- [Task directions]
Reproduce the passage of the blog post on Christmas television films from "Shortly after I" to "frequently available 'anytime' streaming." word for word.

- [Selected text]
* Begin *

Pages

Wednesday 19 December 2012

What's on the box?

Shortly after I launched this blog, one of my readers suggested that it might be useful to comment on the attractions of the forthcoming Christmas week film delights and I have managed to attempt this each year since. However, as I have written previously it becomes harder each year to recommend films that you may not know, especially since virtually all the recent so-called blockbusters that the Freeview channels select to premiere will have been available to you at the cinema, on satellite, on DVD purchase or rental, or on the now frequently available 'anytime' streaming. 

This being the case, satellite premieres apart, there are only two movies being shown over the holiday period which I for one have not already seen, bar sappy Christmas-themed television movies or dubious kiddie offerings like "Dr. Dolittle - Million dollar Mutts"!!! The two films in question are Andrea Arnold's 2011 take on "Wuthering Heights" with a black Heathcliff and Film Four's showing of the Studio Ghibli release "Arietty",  a Japanese version of "The Borrowers" (not unfortunately directed by the incomparable Hayao Miyazaki, but still worth seeing). I shall watch both of these, but I know which I will probably enjoy the more, especially since there is the choice between the English-language version of "Arietty" or the subtitled original version. No prizes for guessing my choice.

* End *

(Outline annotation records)

* Begin *

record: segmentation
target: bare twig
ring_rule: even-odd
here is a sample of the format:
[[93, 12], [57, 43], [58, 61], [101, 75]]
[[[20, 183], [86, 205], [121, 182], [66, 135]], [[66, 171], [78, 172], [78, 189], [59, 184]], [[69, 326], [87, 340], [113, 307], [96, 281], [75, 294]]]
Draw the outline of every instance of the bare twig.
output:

* End *

- [Solution to this task]
Shortly after I launched this blog, one of my readers suggested that it might be useful to comment on the attractions of the forthcoming Christmas week film delights and I have managed to attempt this each year since. However, as I have written previously it becomes harder each year to recommend films that you may not know, especially since virtually all the recent so-called blockbusters that the Freeview channels select to premiere will have been available to you at the cinema, on satellite, on DVD purchase or rental, or on the now frequently available 'anytime' streaming.